= TEXT EXCERPT =
Thursday, June 8, 2017

Toilet Troubles and Anchoring Aches...

You may recall in a previous post that, prior to all hell breaking loose with the spinnaker, Dave was trying to fix our blocked toilet. We have 2 toilets on board, one electric, and one manual. The electric toilet is a dream, and was a “must have” for me to go cruising! Unfortunately, it was the electric toilet that was no longer working. Over the last year or so, the suction was getting poorer and poorer, and eventually, stopped all together. This is what Dave had been starting to investigate when I had called him to the helm to untangle the spinnaker. He had not gotten back to the toilet issue since then, because we had then arrived in Kupang, had to check in, and then spent a day touring. So, fixing the toilet was high on the list of priorities…but more on that later!!

I love our electric toilet...😀
We left Kupang early on Friday morning, June 2nd. We had a great sail with nice wind for most of the way up the coast of Timor, and only near the end of the afternoon did we have to start the engine. We pulled into a small bay called Tanjung Gumuk, and anchored off the beach. We were still setting the anchor when an old man with a young child came rowing up to us, in a wooden dug out canoe, the grandfather pointing us out to his grandchild, whose eyes were wide with amazement. What was this spaceship that had landed in their backyard? Who were these strange looking people?! I asked permission to take his photo, and he willingly obliged. "Terimakasi", I said, holding my palms together and bowing slightly. He smiled broadly, obviously thrilled that I could at least say “thank you” in his language!

The grandfather and grandson who came to check us out!

The anchorage at Tanjung Gumuk
We had a peaceful night’s sleep and woke up early the next morning, ready to tackle the toilet!! Well, I will spare you all the gory details, but the task took us all day, and we eventually had to remove the entire pipe that leads from the toilet to the holding tank, which involved removing part of the shower compartment!! It’s never easy, is it?! However, we were happy to discover it was a blocked pipe, and not a part of the toilet that had failed. A pipe we could unblock, but a toilet part would have been extremely difficult, if not impossible, to get in Indonesia. What had actually happened was that the constant salt water in the pipe caused layers of calcification, which eventually completely blocked the pipe. We finished our task at about 4:30pm, thrilled to have our toilet back, better than ever! It was like having a new toy on board!! It’s the small things in life that are important when cruising!!

Our bathroom torn apart in the big toilet fix

We had to beat the pipe into submission to remove the rock-hard calcification!

= GIVEN RECORDS =

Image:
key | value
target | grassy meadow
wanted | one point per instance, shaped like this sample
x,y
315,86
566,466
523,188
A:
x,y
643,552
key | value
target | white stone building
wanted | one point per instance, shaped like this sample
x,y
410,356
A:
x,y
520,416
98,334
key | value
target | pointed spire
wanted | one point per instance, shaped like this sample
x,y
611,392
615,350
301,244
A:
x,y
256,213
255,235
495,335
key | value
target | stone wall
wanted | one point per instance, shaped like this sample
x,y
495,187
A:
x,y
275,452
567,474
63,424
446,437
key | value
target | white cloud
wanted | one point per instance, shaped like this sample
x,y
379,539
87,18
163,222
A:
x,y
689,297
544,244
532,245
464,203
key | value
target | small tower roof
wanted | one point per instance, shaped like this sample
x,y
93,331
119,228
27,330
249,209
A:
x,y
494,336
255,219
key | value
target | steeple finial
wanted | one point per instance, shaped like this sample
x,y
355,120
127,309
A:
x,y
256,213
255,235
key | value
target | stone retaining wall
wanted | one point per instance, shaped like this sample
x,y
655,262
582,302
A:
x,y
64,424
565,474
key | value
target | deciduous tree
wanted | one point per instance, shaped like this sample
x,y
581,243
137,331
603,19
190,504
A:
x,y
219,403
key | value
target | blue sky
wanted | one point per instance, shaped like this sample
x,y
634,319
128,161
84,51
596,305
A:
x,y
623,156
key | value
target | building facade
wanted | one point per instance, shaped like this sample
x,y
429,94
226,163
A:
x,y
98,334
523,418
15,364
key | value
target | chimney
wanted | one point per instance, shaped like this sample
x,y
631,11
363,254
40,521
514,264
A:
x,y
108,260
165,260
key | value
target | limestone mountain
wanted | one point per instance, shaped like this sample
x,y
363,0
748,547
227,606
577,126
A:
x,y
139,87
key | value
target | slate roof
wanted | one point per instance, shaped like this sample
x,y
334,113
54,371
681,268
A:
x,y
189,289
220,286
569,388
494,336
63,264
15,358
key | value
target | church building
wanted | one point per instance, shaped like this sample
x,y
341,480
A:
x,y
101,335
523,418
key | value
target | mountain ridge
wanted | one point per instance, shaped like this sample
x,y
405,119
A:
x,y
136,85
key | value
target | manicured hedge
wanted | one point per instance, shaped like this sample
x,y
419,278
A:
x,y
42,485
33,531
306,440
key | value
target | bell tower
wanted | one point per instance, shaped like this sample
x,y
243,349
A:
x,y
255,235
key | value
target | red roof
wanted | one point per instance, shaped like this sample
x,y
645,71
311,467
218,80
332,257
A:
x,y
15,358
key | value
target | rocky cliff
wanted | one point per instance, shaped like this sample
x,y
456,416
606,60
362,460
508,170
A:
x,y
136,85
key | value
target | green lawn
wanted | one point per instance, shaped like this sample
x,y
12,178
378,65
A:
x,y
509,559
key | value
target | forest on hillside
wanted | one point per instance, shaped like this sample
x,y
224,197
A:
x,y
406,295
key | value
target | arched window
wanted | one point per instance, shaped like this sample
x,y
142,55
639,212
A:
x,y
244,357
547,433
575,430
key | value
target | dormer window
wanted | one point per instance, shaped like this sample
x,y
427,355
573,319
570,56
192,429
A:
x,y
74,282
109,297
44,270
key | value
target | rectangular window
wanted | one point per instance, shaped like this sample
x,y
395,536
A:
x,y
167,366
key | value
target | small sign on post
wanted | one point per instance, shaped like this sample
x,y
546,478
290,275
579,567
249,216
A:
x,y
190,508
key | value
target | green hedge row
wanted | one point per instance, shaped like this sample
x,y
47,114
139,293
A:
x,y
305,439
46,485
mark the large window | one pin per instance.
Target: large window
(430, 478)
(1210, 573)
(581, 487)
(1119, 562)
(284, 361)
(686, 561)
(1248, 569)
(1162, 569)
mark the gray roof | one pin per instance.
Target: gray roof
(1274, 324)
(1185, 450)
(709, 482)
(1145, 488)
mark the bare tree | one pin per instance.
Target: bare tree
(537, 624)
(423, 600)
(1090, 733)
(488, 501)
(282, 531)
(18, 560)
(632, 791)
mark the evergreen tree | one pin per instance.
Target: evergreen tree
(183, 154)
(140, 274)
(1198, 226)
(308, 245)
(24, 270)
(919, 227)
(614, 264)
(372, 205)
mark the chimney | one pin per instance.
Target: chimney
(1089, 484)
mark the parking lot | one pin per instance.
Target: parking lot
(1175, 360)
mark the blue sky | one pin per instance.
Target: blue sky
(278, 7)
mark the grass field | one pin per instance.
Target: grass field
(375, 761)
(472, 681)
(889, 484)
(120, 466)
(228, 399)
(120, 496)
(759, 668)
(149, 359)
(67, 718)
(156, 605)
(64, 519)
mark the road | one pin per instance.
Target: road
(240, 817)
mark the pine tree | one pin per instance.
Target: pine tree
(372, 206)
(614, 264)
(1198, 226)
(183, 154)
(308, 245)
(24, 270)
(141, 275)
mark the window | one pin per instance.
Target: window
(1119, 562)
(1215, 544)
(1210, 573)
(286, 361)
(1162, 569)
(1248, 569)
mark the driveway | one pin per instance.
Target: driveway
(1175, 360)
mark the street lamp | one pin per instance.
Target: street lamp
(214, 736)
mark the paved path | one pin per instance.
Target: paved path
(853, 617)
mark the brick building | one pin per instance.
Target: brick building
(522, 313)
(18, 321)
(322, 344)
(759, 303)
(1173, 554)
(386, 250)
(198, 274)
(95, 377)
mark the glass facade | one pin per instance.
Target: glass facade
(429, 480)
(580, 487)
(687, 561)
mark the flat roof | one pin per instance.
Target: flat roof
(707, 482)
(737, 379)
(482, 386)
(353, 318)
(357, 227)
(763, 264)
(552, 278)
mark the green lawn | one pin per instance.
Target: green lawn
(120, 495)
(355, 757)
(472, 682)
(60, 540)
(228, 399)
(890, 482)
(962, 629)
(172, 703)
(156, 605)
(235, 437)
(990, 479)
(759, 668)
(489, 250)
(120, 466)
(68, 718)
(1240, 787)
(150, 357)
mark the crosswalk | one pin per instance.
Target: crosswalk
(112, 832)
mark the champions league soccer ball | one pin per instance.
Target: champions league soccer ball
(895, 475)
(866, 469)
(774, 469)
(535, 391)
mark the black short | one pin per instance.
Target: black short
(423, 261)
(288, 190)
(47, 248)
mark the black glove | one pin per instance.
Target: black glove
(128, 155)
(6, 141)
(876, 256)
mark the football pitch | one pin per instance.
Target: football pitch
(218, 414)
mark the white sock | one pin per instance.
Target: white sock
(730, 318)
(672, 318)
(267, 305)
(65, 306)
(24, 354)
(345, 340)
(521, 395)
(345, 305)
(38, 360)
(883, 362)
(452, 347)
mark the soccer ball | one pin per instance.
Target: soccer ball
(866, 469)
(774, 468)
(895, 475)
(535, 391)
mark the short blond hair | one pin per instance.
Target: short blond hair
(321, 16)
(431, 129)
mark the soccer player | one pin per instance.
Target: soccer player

= OBJECTIVE =
Copy the passage of the toilet repair post from "You may recall" to "on that later!!" word for word.

= PROBLEM SOLUTION =
You may recall in a previous post that, prior to all hell breaking loose with the spinnaker, Dave was trying to fix our blocked toilet. We have 2 toilets on board, one electric, and one manual. The electric toilet is a dream, and was a “must have” for me to go cruising! Unfortunately, it was the electric toilet that was no longer working. Over the last year or so, the suction was getting poorer and poorer, and eventually, stopped all together. This is what Dave had been starting to investigate when I had called him to the helm to untangle the spinnaker. He had not gotten back to the toilet issue since then, because we had then arrived in Kupang, had to check in, and then spent a day touring. So, fixing the toilet was high on the list of priorities…but more on that later!!